## Exercise instructions
Retype every entry exactly, down to the last character.

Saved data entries
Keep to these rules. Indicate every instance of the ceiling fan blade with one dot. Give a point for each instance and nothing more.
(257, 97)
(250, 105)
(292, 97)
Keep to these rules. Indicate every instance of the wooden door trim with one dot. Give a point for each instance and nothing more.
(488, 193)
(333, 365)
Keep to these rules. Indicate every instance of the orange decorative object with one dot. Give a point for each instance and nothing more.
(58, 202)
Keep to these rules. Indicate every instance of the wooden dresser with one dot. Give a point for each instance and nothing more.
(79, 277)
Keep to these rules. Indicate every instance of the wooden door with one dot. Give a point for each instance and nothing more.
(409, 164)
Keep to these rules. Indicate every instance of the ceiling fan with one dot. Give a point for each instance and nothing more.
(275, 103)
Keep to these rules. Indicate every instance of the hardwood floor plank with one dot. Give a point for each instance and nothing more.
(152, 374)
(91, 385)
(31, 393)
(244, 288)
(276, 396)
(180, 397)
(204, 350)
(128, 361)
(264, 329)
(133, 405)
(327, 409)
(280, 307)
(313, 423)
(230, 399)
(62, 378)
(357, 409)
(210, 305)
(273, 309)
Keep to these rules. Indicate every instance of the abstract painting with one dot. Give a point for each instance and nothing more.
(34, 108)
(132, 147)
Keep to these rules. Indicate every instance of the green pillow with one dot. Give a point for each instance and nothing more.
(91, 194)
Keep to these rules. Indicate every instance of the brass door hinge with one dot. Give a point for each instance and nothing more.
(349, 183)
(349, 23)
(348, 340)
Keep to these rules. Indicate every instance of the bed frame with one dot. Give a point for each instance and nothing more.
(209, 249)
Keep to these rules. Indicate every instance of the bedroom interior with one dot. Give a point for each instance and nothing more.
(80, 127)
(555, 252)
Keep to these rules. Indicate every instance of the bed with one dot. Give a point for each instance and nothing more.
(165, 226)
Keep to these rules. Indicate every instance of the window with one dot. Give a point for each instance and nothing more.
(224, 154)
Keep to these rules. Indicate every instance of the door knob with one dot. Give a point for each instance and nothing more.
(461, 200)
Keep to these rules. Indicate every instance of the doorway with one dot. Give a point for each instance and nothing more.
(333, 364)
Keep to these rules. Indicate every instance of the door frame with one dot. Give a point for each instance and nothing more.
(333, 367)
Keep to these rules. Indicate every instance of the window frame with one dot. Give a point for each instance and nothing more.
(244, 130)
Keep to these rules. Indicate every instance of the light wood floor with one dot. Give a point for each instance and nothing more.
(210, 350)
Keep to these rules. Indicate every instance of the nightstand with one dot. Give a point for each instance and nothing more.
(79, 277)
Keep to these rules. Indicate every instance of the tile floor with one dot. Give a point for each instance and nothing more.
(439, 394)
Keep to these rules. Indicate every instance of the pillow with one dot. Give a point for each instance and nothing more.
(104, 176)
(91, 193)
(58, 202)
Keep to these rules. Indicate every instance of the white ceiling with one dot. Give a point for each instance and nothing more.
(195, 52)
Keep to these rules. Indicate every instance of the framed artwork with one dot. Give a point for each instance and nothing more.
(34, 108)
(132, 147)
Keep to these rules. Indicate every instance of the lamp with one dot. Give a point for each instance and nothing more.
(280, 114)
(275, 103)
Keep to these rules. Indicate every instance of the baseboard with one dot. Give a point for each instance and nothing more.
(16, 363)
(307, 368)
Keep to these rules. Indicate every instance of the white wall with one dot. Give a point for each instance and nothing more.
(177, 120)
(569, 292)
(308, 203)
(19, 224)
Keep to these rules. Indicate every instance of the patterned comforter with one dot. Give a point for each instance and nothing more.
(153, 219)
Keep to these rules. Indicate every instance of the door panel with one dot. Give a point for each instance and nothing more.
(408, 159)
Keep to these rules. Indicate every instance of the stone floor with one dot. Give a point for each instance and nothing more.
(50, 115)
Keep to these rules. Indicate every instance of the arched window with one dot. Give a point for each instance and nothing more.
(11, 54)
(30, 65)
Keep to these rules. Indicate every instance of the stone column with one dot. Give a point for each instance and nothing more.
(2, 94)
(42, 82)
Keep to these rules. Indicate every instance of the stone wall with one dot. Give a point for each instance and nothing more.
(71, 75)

## Output of the exercise
Keep to these rules. Indicate every instance of the ceiling fan blade with one dot. Give a point for each instance and nothing more.
(257, 97)
(250, 105)
(292, 97)
Keep to these rules. Indicate every instance of the wooden door trim with one dot. Give a point for each instance and nothing more.
(488, 193)
(333, 365)
Keep to these rules. Indicate every instance of the orange decorative object with one dot. Give a point for each instance and nothing more.
(58, 202)
Keep to these rules. Indicate every instance of the wooden dresser with one dot. Give a point for each instance and nothing more.
(79, 277)
Keep to these rules. Indicate every instance of the wooden door with one dot. Give a point for each instance and nothing more.
(409, 164)
Keep to these rules. Indicate every instance of the ceiling fan with one dot. Give a point for each instance and nothing more.
(275, 103)
Keep to these rules. Indicate every instance of the hardwood floor plank with one dot. Give a point for each instance and nothing more.
(152, 374)
(91, 385)
(31, 393)
(244, 288)
(276, 396)
(180, 397)
(204, 350)
(128, 361)
(264, 329)
(133, 405)
(327, 409)
(280, 307)
(313, 423)
(230, 399)
(62, 378)
(357, 409)
(210, 305)
(273, 309)
Keep to these rules. Indicate every instance of the abstract painting with one dot. Give a point for each instance and nothing more.
(34, 108)
(132, 147)
Keep to these rules. Indicate every instance of the green pillow with one dot. Give a point for each instance and nothing more.
(91, 194)
Keep to these rules. Indicate every instance of the brass door hinge with one dot. Give a point for each instance and nothing more.
(349, 183)
(349, 23)
(348, 340)
Keep to these rules. Indicate every instance of the bed frame with one dot. Give a point for each instance and nothing more.
(209, 249)
Keep to these rules. Indicate every instance of the bedroom interior with one dot. Give a point for each instance and nothing more.
(80, 127)
(555, 252)
Keep to these rules. Indicate every instance of the bed with one dot. Give a point for each instance and nothing more.
(165, 226)
Keep to these rules. Indicate every instance of the window with one dot. Give a point for each instance and nothing more.
(224, 154)
Keep to these rules. Indicate every instance of the door knob with one dot. Give a point for each instance and nothing more.
(461, 200)
Keep to these rules. Indicate every instance of the doorway with one dot. Give a point for each instance and nothing more.
(333, 364)
Keep to these rules. Indicate every instance of the door frame with one dot. Give a point for each instance and nothing more.
(333, 367)
Keep to these rules. Indicate every instance of the window frame with one dot. Give a point for each instance and nothing more.
(244, 130)
Keep to these rules. Indicate every instance of the light wood floor with one dot. Give a point for each instance and nothing more.
(210, 350)
Keep to these rules. Indicate every instance of the nightstand with one dot. Give a point for each instance and nothing more.
(79, 277)
Keep to these rules. Indicate every instance of the tile floor with one dot. Give a point for each instance and nothing more.
(439, 394)
Keep to these rules. Indicate every instance of the pillow with one dot. Give a point for each instance and nothing more.
(104, 176)
(91, 193)
(58, 202)
Keep to these rules. Indicate every instance of the white ceiling with one dot. Give a point for each instance and nothing more.
(195, 52)
Keep to these rules. Indicate every instance of the framed artwork with one dot. Give a point for each instance and nothing more.
(34, 108)
(132, 147)
Keep to these rules. Indicate every instance of the lamp with one dot. Give a point for each instance and nothing more.
(280, 114)
(275, 103)
Keep to these rules. Indicate every instance of the baseboard with one dot. Give a point for each instance and nothing more.
(16, 363)
(307, 368)
Keep to these rules. Indicate every instance of the white wall with one dot. Give a point for each instance and nothing more.
(177, 120)
(569, 292)
(308, 203)
(19, 224)
Keep to these rules. Indicate every instance of the patterned comforter with one dot. Give a point for each instance and nothing more.
(153, 219)
Keep to these rules. Indicate every instance of the door panel with one dot. Give a point for each instance and nothing more.
(408, 159)
Keep to these rules. Indicate every instance of the stone floor with one dot. Give a point for each instance and nothing more.
(50, 115)
Keep to these rules. Indicate every instance of the arched window with one dot. Give a point for each instance and nothing more.
(11, 54)
(30, 65)
Keep to these rules. Indicate every instance of the stone column with one dot. Give a point for each instance and nothing more.
(2, 94)
(42, 82)
Keep to these rules. Indicate every instance of the stone wall with one dot. Give a point for each instance and nothing more.
(71, 75)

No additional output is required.